→ **WORK INSTRUCTIONS**
1. List the languages that the blog post about loving languages says the writer started learning and then gave up on.
2. Extend the blog post about loving languages by picking up right after its final sentence.

→ **SELECTED EXCERPT**

%%

Saturday 3 April 2010

I Love Languages



I can't really imagine what it's like not to speak more than language. I think everyone I know does. Maybe that's just a sign of the times. People are not so rooted in one place anymore, they go abroad to study, they have foreign friends. Increasingly, people are forced to leave their country to find jobs elsewhere, so of course they need to be able to speak the language.

For me, it wasn't really a choice. I grew up bi-lingually, and then we moved to Holland, where I went to an international school. So mono-lingualism wasn't really an option. But as far as I'm concerned, learning languages isn't really a chore. I don't think there was ever any time in my life when I wasn't busy learning a language -not always successfullly!
Languages I started and then gave up on: Japanese, Russian, Old Norse, Turkish, Norwegian, Arabic, Ancient Greek, Bahasa Indonesia.....oh dear!

Still, it was fun, and not just that. Learning languages - and this is more than a truism - helps you appreciate that cultures are really very different.

Think of the word 'Bread'
хлеб

לֶחֶם

Brot

These aren't just different WORDS arethey? They are a porthole into a different culture - how people live, eat, imagine food, what they eat with 'bread' (couldn't have a ploughmans with that cholla, could you?).

%%

→ **SOURCE EXCERPT**
%%

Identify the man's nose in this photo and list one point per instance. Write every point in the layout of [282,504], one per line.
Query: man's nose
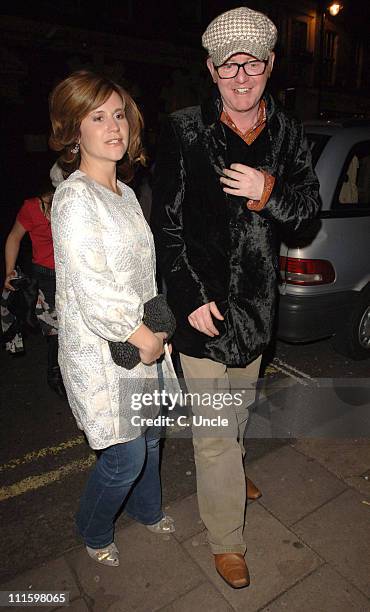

%%

→ **THE REPLIES**
1. Japanese, Russian, Old Norse, Turkish, Norwegian, Arabic, Ancient Greek, Bahasa Indonesia

2.
I'm quite curious to hear what your experiences are with languages? Do youl like learning them? Do you speak them when abroad? What was your first reaction when you first encountered the adventure of a foreign word? Please let me know... I'd love to hear your views!

9 comments:

  1. I have found that learning a foreign language a very ‘un-English’ thing to do. Many of use Brits do not desire to learn another language as it is assumed (wrongly) that everyone else speaks English. Learning the languages is about respecting cultures and showing some humility and effort to try and fit in. When I have been to Germany and Netherlands/Belgium I have felt that my (poor) efforts of German and Duch have been appreciated by those I am speaking to.

    I love learning languages... However I had a French teacher at school who almost put me off (I still to this day will refuse to speak French unless in an emergency!)
    I had a fantastic Spanish teacher how made learning languages very easy, or at least showed me that I had a passion or brain for learning that kind of thing...

    However (on a very silly, cult-ish note) my passion for Eurovision means I can sing in almost every European language XD I can dissect the lyrics and find interesting words and phrases and strange turns of phrase.
    I am still unsure how this strange talent will ever come in useful, bit it may do...!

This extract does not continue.